[Entries on locating named things]
- - - -
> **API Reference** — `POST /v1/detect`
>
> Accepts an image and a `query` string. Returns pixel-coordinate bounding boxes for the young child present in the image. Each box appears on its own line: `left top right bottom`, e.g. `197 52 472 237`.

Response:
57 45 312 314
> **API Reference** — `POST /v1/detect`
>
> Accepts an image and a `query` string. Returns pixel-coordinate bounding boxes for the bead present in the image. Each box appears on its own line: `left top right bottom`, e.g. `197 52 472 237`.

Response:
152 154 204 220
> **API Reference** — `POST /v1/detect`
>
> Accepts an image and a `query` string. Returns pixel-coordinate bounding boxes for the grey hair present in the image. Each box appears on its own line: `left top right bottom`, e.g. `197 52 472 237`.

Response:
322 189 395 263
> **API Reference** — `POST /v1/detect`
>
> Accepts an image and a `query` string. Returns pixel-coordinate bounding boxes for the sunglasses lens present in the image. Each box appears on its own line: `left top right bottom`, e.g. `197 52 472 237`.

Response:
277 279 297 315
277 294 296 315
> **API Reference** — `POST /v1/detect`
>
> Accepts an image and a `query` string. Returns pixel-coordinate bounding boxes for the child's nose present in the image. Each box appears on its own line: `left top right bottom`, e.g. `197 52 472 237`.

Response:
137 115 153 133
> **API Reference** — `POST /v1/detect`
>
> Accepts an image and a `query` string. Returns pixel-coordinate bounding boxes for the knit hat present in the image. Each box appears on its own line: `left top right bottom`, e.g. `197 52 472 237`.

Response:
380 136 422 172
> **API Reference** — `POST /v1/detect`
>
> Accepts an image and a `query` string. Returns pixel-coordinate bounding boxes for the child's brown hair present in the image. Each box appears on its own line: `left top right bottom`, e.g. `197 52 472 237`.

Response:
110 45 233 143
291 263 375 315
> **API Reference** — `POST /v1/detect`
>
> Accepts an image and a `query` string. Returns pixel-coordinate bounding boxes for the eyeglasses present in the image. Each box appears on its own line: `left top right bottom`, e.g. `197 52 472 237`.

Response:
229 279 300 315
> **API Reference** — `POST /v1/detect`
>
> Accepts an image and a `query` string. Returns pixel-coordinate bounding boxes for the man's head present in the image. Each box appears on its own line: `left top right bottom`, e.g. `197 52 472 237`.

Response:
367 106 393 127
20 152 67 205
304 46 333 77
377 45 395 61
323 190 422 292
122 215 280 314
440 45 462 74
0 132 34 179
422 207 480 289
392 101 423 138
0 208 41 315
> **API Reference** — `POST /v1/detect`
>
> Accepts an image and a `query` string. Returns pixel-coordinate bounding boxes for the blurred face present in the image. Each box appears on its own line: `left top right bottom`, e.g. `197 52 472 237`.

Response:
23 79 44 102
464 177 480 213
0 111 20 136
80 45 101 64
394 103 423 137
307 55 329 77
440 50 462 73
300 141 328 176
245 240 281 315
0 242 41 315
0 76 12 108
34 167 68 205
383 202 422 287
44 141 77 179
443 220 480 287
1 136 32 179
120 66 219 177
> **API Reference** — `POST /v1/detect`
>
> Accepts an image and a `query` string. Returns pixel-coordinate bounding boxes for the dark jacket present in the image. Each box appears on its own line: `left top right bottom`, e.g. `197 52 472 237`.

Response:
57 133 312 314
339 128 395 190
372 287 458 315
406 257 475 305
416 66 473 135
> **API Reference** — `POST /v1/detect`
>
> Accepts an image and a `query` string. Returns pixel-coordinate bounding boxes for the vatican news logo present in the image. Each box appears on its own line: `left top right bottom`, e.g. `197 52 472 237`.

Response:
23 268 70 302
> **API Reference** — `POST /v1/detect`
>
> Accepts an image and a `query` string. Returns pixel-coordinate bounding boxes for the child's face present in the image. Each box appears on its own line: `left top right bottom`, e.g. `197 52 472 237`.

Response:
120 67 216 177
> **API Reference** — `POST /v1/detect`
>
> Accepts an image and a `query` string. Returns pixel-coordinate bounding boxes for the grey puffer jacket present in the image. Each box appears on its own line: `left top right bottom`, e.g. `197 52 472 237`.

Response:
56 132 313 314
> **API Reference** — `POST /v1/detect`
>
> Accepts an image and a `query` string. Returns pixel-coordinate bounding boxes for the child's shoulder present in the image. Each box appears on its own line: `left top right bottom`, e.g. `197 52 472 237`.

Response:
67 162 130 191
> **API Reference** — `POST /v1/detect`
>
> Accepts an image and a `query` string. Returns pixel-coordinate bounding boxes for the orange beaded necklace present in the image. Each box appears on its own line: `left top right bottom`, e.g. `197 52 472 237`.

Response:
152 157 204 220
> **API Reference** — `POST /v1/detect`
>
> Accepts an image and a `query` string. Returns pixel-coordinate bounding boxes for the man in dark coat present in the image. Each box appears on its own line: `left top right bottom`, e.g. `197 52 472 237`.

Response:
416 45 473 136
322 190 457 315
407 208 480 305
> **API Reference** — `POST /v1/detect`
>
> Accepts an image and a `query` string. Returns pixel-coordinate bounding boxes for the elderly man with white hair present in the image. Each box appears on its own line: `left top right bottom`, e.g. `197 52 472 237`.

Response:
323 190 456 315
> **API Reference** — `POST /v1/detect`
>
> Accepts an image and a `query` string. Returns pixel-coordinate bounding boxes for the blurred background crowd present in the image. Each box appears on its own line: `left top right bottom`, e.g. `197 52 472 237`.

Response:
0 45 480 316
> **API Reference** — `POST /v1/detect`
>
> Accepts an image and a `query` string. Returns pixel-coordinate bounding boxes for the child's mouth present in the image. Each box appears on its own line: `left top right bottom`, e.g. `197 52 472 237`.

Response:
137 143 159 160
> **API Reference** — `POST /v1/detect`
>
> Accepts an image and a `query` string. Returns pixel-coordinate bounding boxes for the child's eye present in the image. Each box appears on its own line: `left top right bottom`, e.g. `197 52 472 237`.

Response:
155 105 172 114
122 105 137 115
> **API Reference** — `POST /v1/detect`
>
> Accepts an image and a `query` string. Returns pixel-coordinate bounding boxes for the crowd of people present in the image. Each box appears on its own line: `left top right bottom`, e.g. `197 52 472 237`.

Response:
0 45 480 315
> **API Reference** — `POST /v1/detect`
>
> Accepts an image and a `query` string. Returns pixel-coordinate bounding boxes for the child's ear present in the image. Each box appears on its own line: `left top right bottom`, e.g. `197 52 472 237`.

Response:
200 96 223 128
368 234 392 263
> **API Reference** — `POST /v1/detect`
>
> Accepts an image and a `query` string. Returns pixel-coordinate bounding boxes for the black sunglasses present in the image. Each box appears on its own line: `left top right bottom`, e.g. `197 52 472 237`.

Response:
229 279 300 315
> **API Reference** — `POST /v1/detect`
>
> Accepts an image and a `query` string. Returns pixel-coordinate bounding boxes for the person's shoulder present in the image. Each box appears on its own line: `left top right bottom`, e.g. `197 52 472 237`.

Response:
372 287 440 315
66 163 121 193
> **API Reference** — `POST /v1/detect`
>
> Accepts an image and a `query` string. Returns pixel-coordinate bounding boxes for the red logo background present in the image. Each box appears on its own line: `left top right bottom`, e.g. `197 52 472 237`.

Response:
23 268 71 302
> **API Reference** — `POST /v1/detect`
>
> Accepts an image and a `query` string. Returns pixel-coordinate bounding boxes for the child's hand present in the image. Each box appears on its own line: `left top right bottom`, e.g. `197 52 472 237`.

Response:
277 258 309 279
- - - -
> [What the task requires]:
Can you restate every record above word for word?

> [Solution to the exercise]:
> **API Reference** — `POST /v1/detect`
>
> Accepts an image and a `query` string. Returns pixel-coordinate bounding boxes for the young child present in the image. Each box appears on its own line: `left top right bottom`, e.g. `197 52 472 237`.

Response:
57 45 312 314
> **API Reference** — `POST /v1/detect`
>
> Accepts an image and a `query` string. Returns pixel-coordinate bounding boxes for the bead present in the image. Each box appears on its own line: `left top right bottom`, e.g. `197 52 472 237`.

Response:
152 154 204 220
> **API Reference** — `POST /v1/detect`
>
> Accepts an image and a `query` string. Returns pixel-coordinate bounding boxes for the grey hair present in the image. Each box appears on its own line: `left top right bottom`, e.g. `197 52 472 237`.

Response:
322 189 395 263
> **API Reference** — `POST /v1/detect`
>
> Accepts an image and a `query` string. Returns pixel-coordinate bounding boxes for the sunglasses lens present in the image. Each box appears on its own line: `left top right bottom`, e.g. `197 52 472 237`.

Response:
277 279 297 315
277 294 296 315
> **API Reference** — `POST /v1/detect`
>
> Accepts an image and a `query` string. Returns pixel-coordinate bounding boxes for the child's nose present in the image. Each box appears on its own line: `left top right bottom`, e.g. `197 52 472 237`.

Response:
137 115 153 133
> **API Reference** — `POST /v1/detect`
>
> Accepts an image and a `query` string. Returns pixel-coordinate bounding boxes for the knit hat present in the image. Each box appears on its own line: `left top right bottom`, e.g. `197 52 472 237`.

Response:
380 136 422 172
> **API Reference** — `POST /v1/detect`
>
> Accepts an image and a `query` string. Returns pixel-coordinate bounding boxes for the child's brown hair present in the image. Each box appears on its own line: `left top right bottom`, e.g. `197 52 472 237`.

Response:
110 45 233 143
291 263 375 315
> **API Reference** — `POST /v1/detect`
>
> Accepts an image and a `query` string. Returns pixel-coordinate bounding boxes for the eyeglasses present in the image. Each box appears on its own line: `left top right bottom`, e.g. `197 52 472 237`.

Response:
229 279 300 315
> **API Reference** — `POST /v1/detect`
>
> Accepts an image and a `query` string. Returns pixel-coordinate bounding boxes for the man's head present in the image. Each box appears on its own line: `left top right bottom`, e.g. `197 52 472 237`.

Response:
367 106 393 127
20 152 67 205
304 46 333 77
377 45 395 61
323 190 422 292
122 215 280 314
440 45 462 74
0 132 34 179
422 207 480 289
392 101 423 138
0 208 41 315
> **API Reference** — `POST /v1/detect`
>
> Accepts an image and a `query` string. Returns pixel-coordinate bounding boxes for the blurred face present in the image. Each box appears on its own line: `left top right bottom`, e.g. `197 52 472 237`.

Response:
23 79 44 102
464 177 480 213
0 111 20 136
80 45 101 64
394 103 423 137
307 55 329 77
440 50 462 73
300 141 328 176
245 240 281 315
0 242 41 315
0 76 12 108
34 167 68 205
383 202 422 287
44 141 77 179
443 220 480 287
1 136 32 179
120 66 219 177
> **API Reference** — `POST /v1/detect`
>
> Accepts an image and a `query` string. Returns pixel-coordinate bounding boxes for the dark jacket present in the image. Each box appears on its own line: `left top right bottom`, e.g. `197 52 472 237`.

Response:
57 133 312 314
339 128 395 190
372 287 458 315
406 257 475 305
416 66 473 135
> **API Reference** — `POST /v1/detect`
>
> Accepts an image and a `query` string. Returns pixel-coordinate bounding boxes for the vatican news logo present in the image. Each box appears on its own line: `left top right bottom`, e.g. `197 52 472 237`.

Response:
23 268 70 302
> **API Reference** — `POST /v1/detect`
>
> Accepts an image and a `query` string. Returns pixel-coordinate bounding boxes for the child's face present in the image. Each box appears on its own line: `left top right bottom`, e.g. `197 52 472 237`.

Response:
120 67 216 177
> **API Reference** — `POST /v1/detect`
>
> Accepts an image and a `query` string. Returns pixel-coordinate bounding boxes for the grey puffer jacket present in the image. Each box appears on its own line: `left top right bottom`, e.g. `197 52 472 237`.

Response:
56 132 313 314
> **API Reference** — `POST /v1/detect`
>
> Accepts an image and a `query` string. Returns pixel-coordinate bounding boxes for the child's shoulder present in the image. Each box appears on its own line: `left top right bottom`, e.g. `197 52 472 237`.

Response:
67 162 130 191
> **API Reference** — `POST /v1/detect`
>
> Accepts an image and a `query` string. Returns pixel-coordinate bounding boxes for the orange beaded necklace present in the image. Each box appears on its own line: `left top right bottom`, e.g. `197 52 472 237`.

Response:
152 157 204 220
> **API Reference** — `POST /v1/detect`
>
> Accepts an image and a `query` string. Returns pixel-coordinate bounding boxes for the man in dark coat present in the image. Each box appears on its own line: `left top right bottom`, e.g. `197 52 472 237`.

Response:
416 45 473 136
322 190 457 315
407 208 480 305
> **API Reference** — `POST /v1/detect`
>
> Accepts an image and a `query` string. Returns pixel-coordinate bounding boxes for the elderly man with white hair present in the image. Each box appears on its own line: `left top right bottom`, e.g. `197 52 472 237`.

Response:
323 190 456 315
> **API Reference** — `POST /v1/detect`
>
> Accepts an image and a `query` string. Returns pixel-coordinate bounding boxes for the blurred background crowd present in the image. Each box appears on its own line: `left top right bottom`, e.g. `197 52 472 237`.

Response:
0 45 480 316
> **API Reference** — `POST /v1/detect`
>
> Accepts an image and a `query` string. Returns pixel-coordinate bounding boxes for the child's mouth present in the image. Each box appears on its own line: `left top right bottom`, e.g. `197 52 472 237`.

Response:
137 143 159 160
> **API Reference** — `POST /v1/detect`
>
> Accepts an image and a `query` string. Returns pixel-coordinate bounding boxes for the child's eye present in the image. Each box appears on its own line: `left top right bottom`, e.g. `197 52 472 237`.

Response:
155 105 172 114
122 105 137 115
> **API Reference** — `POST /v1/detect`
>
> Accepts an image and a `query` string. Returns pixel-coordinate bounding boxes for the crowd of people present in the image. Each box appears on its own line: `left top right bottom`, e.g. `197 52 472 237`.

Response:
0 45 480 315
> **API Reference** — `POST /v1/detect`
>
> Accepts an image and a `query` string. Returns pixel-coordinate bounding boxes for the child's ear present in the image. Each box appears on its own line: `left top right bottom`, e.g. `197 52 472 237`.

Response:
200 96 223 128
368 234 392 263
> **API Reference** — `POST /v1/detect`
>
> Accepts an image and a `query` string. Returns pixel-coordinate bounding boxes for the black sunglasses present in the image. Each box appears on its own line: `left top right bottom`, e.g. `197 52 472 237`.

Response:
229 279 300 315
> **API Reference** — `POST /v1/detect`
>
> Accepts an image and a `query` string. Returns pixel-coordinate bounding boxes for the person's shoulder present in the image. Each box appears on its own line: `left top right bottom`, e.g. `197 52 472 237`.

Response:
372 287 440 315
66 163 121 193
> **API Reference** — `POST /v1/detect`
>
> Accepts an image and a `query` string. Returns pixel-coordinate bounding boxes for the red logo background present in the image. Each box appears on its own line: `left top right bottom`, e.g. `197 52 472 237`.

Response:
23 268 71 302
> **API Reference** — `POST /v1/detect`
>
> Accepts an image and a `query` string. Returns pixel-coordinate bounding boxes for the child's hand present in the image. Each box appears on its own line: `left top right bottom`, e.g. `197 52 472 237`.

Response:
277 258 309 279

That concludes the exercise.